◆ Selected excerpt:
____________

I hate having to dig through my email to find what I need. I also sign up for a fair amount of newsletter, and it's hard to identify which ones sells my email to third parties. Like most people, I use Gmail. Unlike most people, I spent an unhealthy amount of time customizing it; from enabling and customizing Labs, to creating custom shortcuts for fast access. You can learn more about Labs and custom shortcuts here and here, respectively.
Gmail has a neat feature that lets you add anything at the end of you base email with a plus (+) sign, and will deliver emails to that address to your main inbox. For example, if your email is firstname.lastname@example.org, you can use any of the following addresses: email@example.com, firstname.lastname@example.org... (you get the idea), and Google will deliver emails to these addresses to your main inbox. Like this, you can create filters for each of these addresses that you use and file them accordingly. Look here to learn how to create filters.Sweet, right? Well, not totally. Some sites don't allow symbols, including (+), in their email fields. So much for that idea.
Which brings me to my solution.
You are most likely reading this on an Internet capable device. I believe, if you use any Internet capable device, you should own a domain name. At the very least, you should own a variation of your name. This is important because the next part is based on the assumption that you have a domain name registered somewhere.
There are many registrars available but this post use Google's registrar. In the past year I have moved all my domains to Google. I like the simplicity of the interface. I already use everything Google, and they already own my kidneys, so why not my domains?

____________

◆ Data block:
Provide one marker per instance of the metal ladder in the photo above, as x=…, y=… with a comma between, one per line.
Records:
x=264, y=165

____________

◆ Objectives:
A) Reproduce verbatim the part of the Gmail post that opens with the words containing "Gmail has a" and closes with "to my solution.".
B) Pick up the Gmail post after its final sentence and keep writing it.

◆ The answers:
A)
Gmail has a neat feature that lets you add anything at the end of you base email with a plus (+) sign, and will deliver emails to that address to your main inbox. For example, if your email is firstname.lastname@example.org, you can use any of the following addresses: email@example.com, firstname.lastname@example.org... (you get the idea), and Google will deliver emails to these addresses to your main inbox. Like this, you can create filters for each of these addresses that you use and file them accordingly. Look here to learn how to create filters.Sweet, right? Well, not totally. Some sites don't allow symbols, including (+), in their email fields. So much for that idea.
Which brings me to my solution.

B)
Google domains (beta) lets you create up to 100 email aliases and support a wildcard(*) address. A wildcard address lets you use any email you want @yourdomain.com and forward it to the forwarding address of your choosing.
Let's say I want to sign up for iamawesome.com newsletter.
First I login to domains.google.com. All of my domains should be listed here.
I have no idea why I blocked my other domains.
I click on configure email for the domain I want to use.
That takes me to avezou.net email configuration page.
There I enter the desired email address and the address I want it forwarded to. In this case “iamawesome.com” forwarded “email@example.com”.
Once added, any email sent to “firstname.lastname@example.org” will be delivered to my “email@example.com” inbox. For the record, I do not own that Gmail account.
Now, I can go back to Gmail and create filters for each of these addresses from what we learned in the previous links. This method has an added benefit that my emails will always be accepted. If am getting a lot of spams to the “firstname.lastname@example.org” email address I know that “iamawesome.com” did not protect my email, or sold it. Either way, I can just delete that alias without going to the hassle of unsubscribing, which I don't think really works.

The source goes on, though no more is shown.